━━━━━ Passage provided ━━━━━

As the star of The Horsemen, Flair became the indomitable champion. The storyline became that The Horsemen made it nearly impossible to get a fair fight with Flair, as they either interfered in matches or collectively beat down potential challengers. Over time the idea of a faction constantly interfering in matches and destroying the babyfaces would become a tired concept, but during the mid to late 1980s The Horsemen were a revolutionary concept, and every other faction that followed them were really just imitating The Horsemen. Even with The Horsemen by his side and regularly supporting him in matches, Flair still had a reputation for being a terrific competitor and cagey grappler. That meant that even if a wrestler was able to corner Flair and overcome The Horsemen, they still had to deal with one of the best wrestlers in the world in the ring, making it all but impossible to dethrone Flair.
During the same time the WWF had begun prospering as a national promotion and sensing an impending promotional war, the NWA looked to Flair and the Mid-Atlantic Territory to lead them. The idea of the NWA as an international promotion of separate organized territories began to fade in favor of the Mid-Atlantic promotion becoming the only real NWA promotion that mattered. Consolidating with other smaller promotions in the Southeast and owning a national television contract with Turner Broadcasting, the NWA had all the resources to go toe-to-toe with Vince McMahon and the WWF. Flair would prove to be the face of the war against the WWF, not only because he was the perennial champion but also because he was the antithesis of the WWF and its face, Hulk Hogan. Hogan was insanely popular, but for hardcore fans Hogan left a lot to be desired because his promos were repetitive and his matches poor. Flair on the other hand cut terrific, original promos and consistently had some of the best main-event matches in the world. Flair may have never reached the lofty heights of mainstream popularity that Hogan did in the 1980s, but he did supply an important alternative to the WWF for fans of more traditional wrestling.
In July of 1986, Flair’s title reign would be ended by Rhodes, who returned from his broken ankle and was out for revenge against Flair and The Horsemen. The build-up, which saw some of the best promos of both men’s careers given was red-hot and Rhodes peaked as a babyface during this feud against Flair, winning the NWA World Heavyweight Championship at The Great American Bash in Greensboro. Despite the tremendous build and the fulfillment of Rhodes winning the title, Flair would reclaim the championship just two weeks later and hold it for more than a year before swapping it with Ronnie Garvin, dropping the title to Garvin in September of 1987 and winning it back in November.
In November of 1988, Jim Crockett Promotions and the NWA were in financial peril. While Flair had remained a strong draw as champion, the company had been grossly mismanaged from a financial standpoint, overpaying talent and running up huge travel expenses. In one of the most important dealings in wrestling history, Jim Crockett Promotions were purchased by media-mogul Ted Turner and rebranded as World Championship Wrestling. With the financial support of Turner, WCW would be able to continue the war with the WWF throughout the 1990s and into the new millennium.

━━━━━

**Directives**.
**A)** According to the Flair passage, who purchased Jim Crockett Promotions?
**B)** Shorten the paragraph of the Flair passage that begins "In July of 1986" and keep its main facts.
The listing is not needed for any of this work.

━━━━━ Material ━━━━━

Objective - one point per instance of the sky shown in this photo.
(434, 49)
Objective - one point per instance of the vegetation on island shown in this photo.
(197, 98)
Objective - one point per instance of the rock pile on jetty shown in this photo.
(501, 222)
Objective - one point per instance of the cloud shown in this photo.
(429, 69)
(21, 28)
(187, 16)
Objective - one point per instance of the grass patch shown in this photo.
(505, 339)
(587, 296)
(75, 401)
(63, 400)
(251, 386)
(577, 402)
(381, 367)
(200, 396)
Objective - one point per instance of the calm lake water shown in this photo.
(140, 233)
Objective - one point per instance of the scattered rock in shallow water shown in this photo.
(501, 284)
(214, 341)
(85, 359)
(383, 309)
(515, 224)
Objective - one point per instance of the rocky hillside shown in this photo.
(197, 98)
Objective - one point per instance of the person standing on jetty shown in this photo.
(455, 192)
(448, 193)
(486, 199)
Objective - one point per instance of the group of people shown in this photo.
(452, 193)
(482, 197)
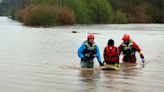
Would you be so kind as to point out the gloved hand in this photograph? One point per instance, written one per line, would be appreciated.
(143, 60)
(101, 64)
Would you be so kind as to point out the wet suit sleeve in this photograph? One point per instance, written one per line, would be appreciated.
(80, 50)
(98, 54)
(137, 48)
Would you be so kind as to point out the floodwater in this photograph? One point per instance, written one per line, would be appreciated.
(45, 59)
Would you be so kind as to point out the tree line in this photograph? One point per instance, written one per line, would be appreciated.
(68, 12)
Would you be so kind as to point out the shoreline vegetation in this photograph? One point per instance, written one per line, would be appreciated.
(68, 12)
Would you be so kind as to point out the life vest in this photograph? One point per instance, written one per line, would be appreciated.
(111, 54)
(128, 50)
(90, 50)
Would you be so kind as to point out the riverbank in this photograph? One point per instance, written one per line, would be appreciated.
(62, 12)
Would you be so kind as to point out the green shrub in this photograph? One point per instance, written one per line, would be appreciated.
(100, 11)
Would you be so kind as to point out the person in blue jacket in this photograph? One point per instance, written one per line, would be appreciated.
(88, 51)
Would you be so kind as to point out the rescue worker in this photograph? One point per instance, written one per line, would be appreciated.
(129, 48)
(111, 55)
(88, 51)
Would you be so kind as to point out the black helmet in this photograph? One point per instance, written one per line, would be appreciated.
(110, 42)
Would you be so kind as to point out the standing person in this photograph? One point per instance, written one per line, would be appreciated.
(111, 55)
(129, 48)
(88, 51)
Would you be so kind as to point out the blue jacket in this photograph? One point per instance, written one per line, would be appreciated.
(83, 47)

━━━━━
━━━━━ Material ━━━━━

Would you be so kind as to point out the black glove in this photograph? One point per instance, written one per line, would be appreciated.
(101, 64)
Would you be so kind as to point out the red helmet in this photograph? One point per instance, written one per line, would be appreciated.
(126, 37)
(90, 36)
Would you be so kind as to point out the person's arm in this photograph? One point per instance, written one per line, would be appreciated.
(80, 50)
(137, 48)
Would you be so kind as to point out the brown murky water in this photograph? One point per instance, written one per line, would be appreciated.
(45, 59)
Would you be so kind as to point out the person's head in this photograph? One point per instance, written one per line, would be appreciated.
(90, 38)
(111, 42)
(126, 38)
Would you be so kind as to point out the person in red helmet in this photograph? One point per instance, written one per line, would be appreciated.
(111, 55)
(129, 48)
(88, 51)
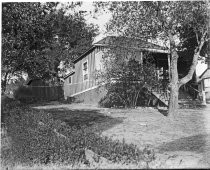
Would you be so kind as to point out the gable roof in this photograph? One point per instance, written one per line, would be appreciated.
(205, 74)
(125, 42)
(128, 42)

━━━━━
━━━━━ Material ━━━━━

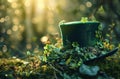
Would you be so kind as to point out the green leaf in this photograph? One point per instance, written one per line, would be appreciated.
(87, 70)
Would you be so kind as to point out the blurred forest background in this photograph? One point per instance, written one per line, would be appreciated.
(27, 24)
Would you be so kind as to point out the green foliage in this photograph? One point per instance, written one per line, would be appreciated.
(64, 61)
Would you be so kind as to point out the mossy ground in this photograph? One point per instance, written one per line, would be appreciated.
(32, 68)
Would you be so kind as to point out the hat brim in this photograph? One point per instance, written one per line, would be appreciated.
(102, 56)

━━━━━

**Solutions to the tasks**.
**A)** Media mogul Ted Turner purchased Jim Crockett Promotions.

**B)** In July of 1986, Rhodes returned from a broken ankle seeking revenge on Flair and The Horsemen. After a red-hot build-up, he won the NWA World Heavyweight Championship from Flair at The Great American Bash in Greensboro. Flair regained the title two weeks later and held it for more than a year. He lost it to Ronnie Garvin in September of 1987 and won it back in November.